Problem: Skipping any pictures, give all of the records below again exactly.

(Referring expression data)

= Beginning of Section =

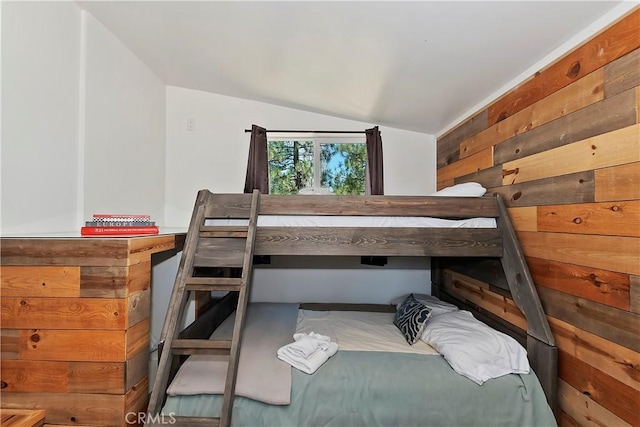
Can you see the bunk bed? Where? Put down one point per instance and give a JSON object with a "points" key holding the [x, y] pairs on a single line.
{"points": [[469, 227]]}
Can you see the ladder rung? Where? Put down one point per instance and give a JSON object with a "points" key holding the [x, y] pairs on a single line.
{"points": [[196, 346], [224, 231], [184, 421], [213, 283]]}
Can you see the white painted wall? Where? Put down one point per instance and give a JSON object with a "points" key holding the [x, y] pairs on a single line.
{"points": [[124, 135], [83, 122], [40, 74], [214, 156]]}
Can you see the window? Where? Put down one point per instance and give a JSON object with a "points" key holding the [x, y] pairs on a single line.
{"points": [[317, 165]]}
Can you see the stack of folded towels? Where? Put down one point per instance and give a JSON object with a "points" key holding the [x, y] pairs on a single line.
{"points": [[308, 351]]}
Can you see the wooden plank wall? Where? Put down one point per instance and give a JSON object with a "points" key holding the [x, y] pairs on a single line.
{"points": [[563, 148]]}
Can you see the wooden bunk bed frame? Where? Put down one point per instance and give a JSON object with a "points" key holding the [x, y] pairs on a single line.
{"points": [[499, 244]]}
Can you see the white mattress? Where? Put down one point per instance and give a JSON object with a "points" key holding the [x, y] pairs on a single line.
{"points": [[359, 331], [357, 221]]}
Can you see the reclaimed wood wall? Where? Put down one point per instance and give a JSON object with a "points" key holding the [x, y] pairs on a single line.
{"points": [[563, 148]]}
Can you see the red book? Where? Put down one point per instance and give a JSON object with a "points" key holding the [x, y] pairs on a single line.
{"points": [[119, 231], [138, 217]]}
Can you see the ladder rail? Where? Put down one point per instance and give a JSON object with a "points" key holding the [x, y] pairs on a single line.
{"points": [[176, 303], [196, 252], [247, 272]]}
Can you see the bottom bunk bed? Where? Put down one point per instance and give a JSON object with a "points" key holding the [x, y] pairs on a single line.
{"points": [[375, 378]]}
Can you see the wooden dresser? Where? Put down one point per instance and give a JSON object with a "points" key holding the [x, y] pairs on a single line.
{"points": [[75, 325]]}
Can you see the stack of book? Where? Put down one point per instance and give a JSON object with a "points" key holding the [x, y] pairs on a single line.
{"points": [[119, 225]]}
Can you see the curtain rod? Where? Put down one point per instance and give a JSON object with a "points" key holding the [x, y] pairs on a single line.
{"points": [[310, 131]]}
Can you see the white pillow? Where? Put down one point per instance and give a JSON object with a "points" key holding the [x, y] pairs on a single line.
{"points": [[436, 306], [474, 349], [466, 189]]}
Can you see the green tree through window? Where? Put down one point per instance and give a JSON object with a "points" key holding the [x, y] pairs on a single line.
{"points": [[292, 166]]}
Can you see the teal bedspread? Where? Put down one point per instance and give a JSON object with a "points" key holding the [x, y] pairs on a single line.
{"points": [[387, 389]]}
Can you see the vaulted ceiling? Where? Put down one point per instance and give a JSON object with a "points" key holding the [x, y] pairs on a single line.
{"points": [[415, 65]]}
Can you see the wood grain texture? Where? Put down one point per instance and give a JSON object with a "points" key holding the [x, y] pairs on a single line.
{"points": [[62, 377], [378, 241], [605, 116], [21, 417], [618, 326], [524, 218], [618, 183], [10, 344], [614, 360], [448, 145], [62, 344], [634, 283], [80, 409], [64, 252], [103, 282], [473, 163], [219, 252], [476, 292], [622, 74], [606, 218], [610, 149], [63, 313], [449, 207], [613, 395], [602, 286], [583, 410], [114, 282], [614, 42], [490, 177], [137, 339], [577, 95], [573, 188], [40, 281], [612, 253]]}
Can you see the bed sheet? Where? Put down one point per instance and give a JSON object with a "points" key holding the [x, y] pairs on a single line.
{"points": [[386, 389], [357, 221]]}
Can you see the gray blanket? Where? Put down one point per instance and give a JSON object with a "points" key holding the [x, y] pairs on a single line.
{"points": [[261, 375]]}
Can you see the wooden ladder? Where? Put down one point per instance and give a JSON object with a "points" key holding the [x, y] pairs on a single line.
{"points": [[216, 250]]}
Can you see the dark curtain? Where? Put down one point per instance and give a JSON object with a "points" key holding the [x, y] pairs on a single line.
{"points": [[258, 162], [375, 180], [258, 172], [375, 175]]}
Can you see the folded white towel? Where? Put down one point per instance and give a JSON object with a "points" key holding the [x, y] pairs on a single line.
{"points": [[306, 345], [308, 352]]}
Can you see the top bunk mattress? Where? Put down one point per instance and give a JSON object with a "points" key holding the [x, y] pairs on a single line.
{"points": [[357, 221]]}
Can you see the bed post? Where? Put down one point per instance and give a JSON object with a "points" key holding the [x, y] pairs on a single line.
{"points": [[541, 349]]}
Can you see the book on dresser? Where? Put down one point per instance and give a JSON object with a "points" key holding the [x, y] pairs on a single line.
{"points": [[119, 225]]}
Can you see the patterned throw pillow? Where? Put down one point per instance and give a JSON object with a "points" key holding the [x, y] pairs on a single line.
{"points": [[411, 318]]}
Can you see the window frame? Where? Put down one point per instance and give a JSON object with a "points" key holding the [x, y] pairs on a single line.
{"points": [[317, 140]]}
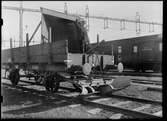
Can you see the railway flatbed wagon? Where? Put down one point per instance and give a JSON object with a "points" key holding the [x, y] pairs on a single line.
{"points": [[62, 55]]}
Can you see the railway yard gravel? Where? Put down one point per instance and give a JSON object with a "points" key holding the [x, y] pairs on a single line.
{"points": [[22, 104]]}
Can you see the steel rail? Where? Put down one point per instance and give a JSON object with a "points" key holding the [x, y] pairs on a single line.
{"points": [[111, 95], [128, 112], [133, 74]]}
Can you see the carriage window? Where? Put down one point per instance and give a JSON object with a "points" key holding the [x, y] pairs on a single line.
{"points": [[160, 46], [135, 49], [119, 49]]}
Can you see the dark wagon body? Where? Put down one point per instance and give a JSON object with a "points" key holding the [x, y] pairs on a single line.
{"points": [[62, 55], [139, 53]]}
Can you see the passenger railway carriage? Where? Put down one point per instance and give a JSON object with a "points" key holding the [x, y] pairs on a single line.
{"points": [[139, 53]]}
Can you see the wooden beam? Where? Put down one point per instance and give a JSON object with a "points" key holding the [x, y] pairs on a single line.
{"points": [[57, 14]]}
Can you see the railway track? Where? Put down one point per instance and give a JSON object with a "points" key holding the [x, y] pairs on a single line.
{"points": [[148, 74], [123, 105], [142, 81]]}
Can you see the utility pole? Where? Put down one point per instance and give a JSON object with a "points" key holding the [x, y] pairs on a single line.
{"points": [[21, 25]]}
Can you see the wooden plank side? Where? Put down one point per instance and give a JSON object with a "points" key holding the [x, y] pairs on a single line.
{"points": [[5, 55], [38, 53]]}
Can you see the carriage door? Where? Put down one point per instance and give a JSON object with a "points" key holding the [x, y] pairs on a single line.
{"points": [[119, 54], [135, 56]]}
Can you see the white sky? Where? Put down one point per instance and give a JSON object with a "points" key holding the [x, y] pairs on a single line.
{"points": [[148, 10]]}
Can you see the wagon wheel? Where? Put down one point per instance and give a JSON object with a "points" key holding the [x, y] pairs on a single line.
{"points": [[51, 85], [14, 77], [38, 79]]}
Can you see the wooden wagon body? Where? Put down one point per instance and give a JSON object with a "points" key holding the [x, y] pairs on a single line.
{"points": [[62, 45]]}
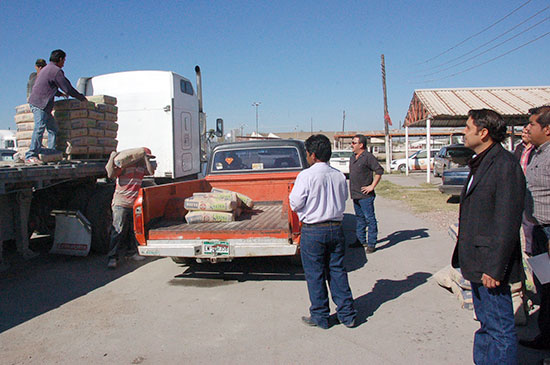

= End of Section =

Task output:
Can you see the bunk bed? Where? Put down one point per instance and give a JSON object with a "points" key holding the [x, y] pairs on a single line.
{"points": [[469, 227]]}
Can you see the ladder rung? Where? Put down one point per instance and give a JSON object with a "points" key holding the [x, y] pairs on a single line.
{"points": [[196, 346], [224, 231], [184, 421], [213, 283]]}
Can you see the white painted wall? Where? Put down one point per instance and give a JSON object with a "points" key holding the [x, y] pairs on a single line.
{"points": [[124, 135], [83, 122], [40, 74], [214, 156]]}
Can you see the window? Where? Put down one point per instance and give a JSON object with a "points" key holding the [x, y] pairs on a single line.
{"points": [[317, 165]]}
Can you see the stack of folded towels? Where? Put down one point per instance and give a JSON object with a "points" key holding the [x, y] pairs on a single line.
{"points": [[308, 351]]}
Can you see the wooden plank wall? Where? Put down one point per instance and give a JSON object with a "points" key holding the [x, y] pairs on a single line.
{"points": [[563, 148]]}
Can you see the wooden bunk bed frame? Where? Put down one point per instance and give a JSON object with a "points" key holding the [x, y] pairs on a single line.
{"points": [[499, 244]]}
Can you see the white mattress? Where? Put down one point per instance and give a JSON object with a "points" key holding the [x, y] pairs on a single line.
{"points": [[359, 331], [357, 221]]}
Can you see the reclaimed wood wall? Where? Put down one point per instance and give a JSON object with a "points" key holding the [x, y] pairs on a single line.
{"points": [[563, 148]]}
Can you see the red book? Where? Put down one point per instance and give a JSON object with a "points" key holding the [x, y] pairs on a single line.
{"points": [[119, 231], [138, 217]]}
Can you see the ladder rail? Where? Put down one point per instance and give a JSON object with a "points" key holding the [x, y] pairs on a single line.
{"points": [[176, 303], [196, 252], [247, 272]]}
Can you see the bottom bunk bed? Where? Put down one point per instance and give a JSON object with a "points" key holding the [x, y] pairs on a single line.
{"points": [[375, 378]]}
Can you see the wooden dresser? Where? Put down one point per instance and give a JSON object with a "points" key holding the [x, y] pairs on a single line.
{"points": [[75, 325]]}
Can you see the stack of book? Where? Put down one point per instance and give a JSON object with a "points" key holding the [x, y] pairs on a single line.
{"points": [[119, 225]]}
Can you see the curtain rod? Where? Put down one point per instance and give a JSON object with a "points" key holding the [x, y] pairs on a single line.
{"points": [[310, 131]]}
Can you see the white pillow? Where? Put down one point per instance and give a JSON object with a "points" key holding the [x, y] pairs on a single line.
{"points": [[436, 306], [474, 349], [466, 189]]}
Can you see the green tree through window? Where? Put down one point per instance and give a JSON object with a "points" key holding the [x, y] pairs on a single line.
{"points": [[292, 166]]}
Can you see the teal bedspread? Where? Put down one point per instance and give a JSON object with a "points" key holding the [x, y] pairs on a single line.
{"points": [[387, 389]]}
Can you see the vaulted ceiling? Where? Put down one point per instance and give a JSON object with a "points" key holding the [x, y] pairs on a single line.
{"points": [[415, 65]]}
Can you see the wood grain texture? Where? Put down one point per instance and give a JSON object with a "points" key holding the [x, y] pairs on a single line.
{"points": [[62, 377], [378, 241], [605, 116], [21, 417], [618, 326], [524, 218], [618, 183], [10, 344], [614, 360], [448, 145], [62, 344], [634, 283], [80, 409], [64, 252], [103, 282], [473, 163], [219, 252], [476, 292], [622, 74], [606, 218], [610, 149], [63, 313], [449, 207], [613, 395], [602, 286], [583, 410], [114, 282], [614, 42], [490, 177], [137, 339], [577, 95], [573, 188], [40, 281], [612, 253]]}
Can you see the bed sheet? Where? Put down one point per instance and give a JSON object with a "points" key holding the [x, y] pairs on a single line.
{"points": [[386, 389], [357, 221]]}
Can you see the gray blanket? Where? Put down one point per instance and give a JSON object with a "points" key holding the [x, y] pairs on a single line.
{"points": [[261, 375]]}
Can you see the wooden ladder? Where? Put down one point per instance and give a JSON object with a "points" key holding the [x, y] pairs on a single line.
{"points": [[216, 250]]}
Can you see the dark curtain? Where? Put down one point per instance and give a JSON object with a "points" key holding the [x, y] pairs on a single line.
{"points": [[258, 162], [375, 180], [258, 172], [375, 175]]}
Can you see the folded white towel? Where? Put down one point per instance and give a JSON object with a "points" key holding the [x, y] pairs on a single line.
{"points": [[306, 345], [308, 352]]}
Can you see the top bunk mattress? Where? Put down one point per instance and give a JSON object with a "points" key holding the [x, y] pairs on a single line.
{"points": [[357, 221]]}
Can you see the bed post? Where? Put down one point per instance and give a JSON object with a "points" key holding the [x, y] pairs on a single line.
{"points": [[541, 349]]}
Can you see the book on dresser? Where? Put down one point per instance and give a JSON object with a "points" key holding the [x, y] pairs on a single line.
{"points": [[119, 225]]}
Can you see the patterned throw pillow? Where? Put down one point per instance and give a JSON object with a "points" key holding the [x, y] pairs on a single line.
{"points": [[411, 318]]}
Can you see the window frame? Where? Put down one point per instance and give a JSON object with a "points" key holding the [x, y] pairs on a single line.
{"points": [[317, 140]]}
Can you see the railway flatbed wagon? Where? Put down one point per instance and give a JSON object with a "points" key holding the [x, y] pairs on a single line.
{"points": [[62, 55]]}
Can you see the railway yard gravel? Where? Put down one point per instance and give a JSON object with a "points" key holding the [x, y] pairs on a single line.
{"points": [[22, 104]]}
Can you see the steel rail? Where? Put down one point per instance and give a JSON object with a "points" key holding the [x, y] pairs on a single line.
{"points": [[111, 95], [128, 112], [133, 74]]}
Can you see the carriage window? Where? Put down one point per instance and give a JSON object with a "points" key holding the [x, y] pairs on a single line.
{"points": [[160, 46], [135, 49], [119, 49]]}
Can you see the dark wagon body? Where? Put down one point per instance and give a JSON object with a "points" key holding the [x, y] pairs on a single line.
{"points": [[62, 55], [139, 53]]}
Can you see the passenger railway carriage? Where? Put down one point per instance and give a JSON object with a "points" key holding the [x, y] pairs on a single line.
{"points": [[139, 53]]}
Can you see the wooden beam? Where? Put down one point per instance and give a JSON object with a "points" key holding the [x, y] pairs on a single line.
{"points": [[57, 14]]}
Can you see the railway track? Where? Put down one point per instance and give a JSON object with a "points" key holding the [x, y] pairs on a single line.
{"points": [[148, 74], [123, 105], [142, 81]]}
Can you see the utility pole? Where? Put down one point per instance and give a JSON object with a "points" key holding the [x, y] pairs on a single line.
{"points": [[21, 25]]}
Can you see the wooden plank side? Where? Put down one point per instance and give a JSON object with a "points" key holding the [x, y] pairs on a single line.
{"points": [[5, 55], [38, 53]]}
Can you see the carriage door? Where? Put down one point per instance and give a JSON object with a "points" key holding the [x, y] pairs on a single line.
{"points": [[119, 54], [135, 56]]}
Can you see the white sky? Where? Put down one point per instance and give a JSON object with a "points" key holding the [x, y] pairs on a single line.
{"points": [[148, 10]]}
Can you see the wagon wheel? Where? Put down one point per instance and give a JSON object with a "points" key holding the [x, y] pairs on a single line.
{"points": [[51, 85], [14, 77], [38, 79]]}
Can you see the wooden wagon body? Where? Put down one point per instance and give a JSON object with a "points" key holding the [x, y] pairs on a single line.
{"points": [[62, 45]]}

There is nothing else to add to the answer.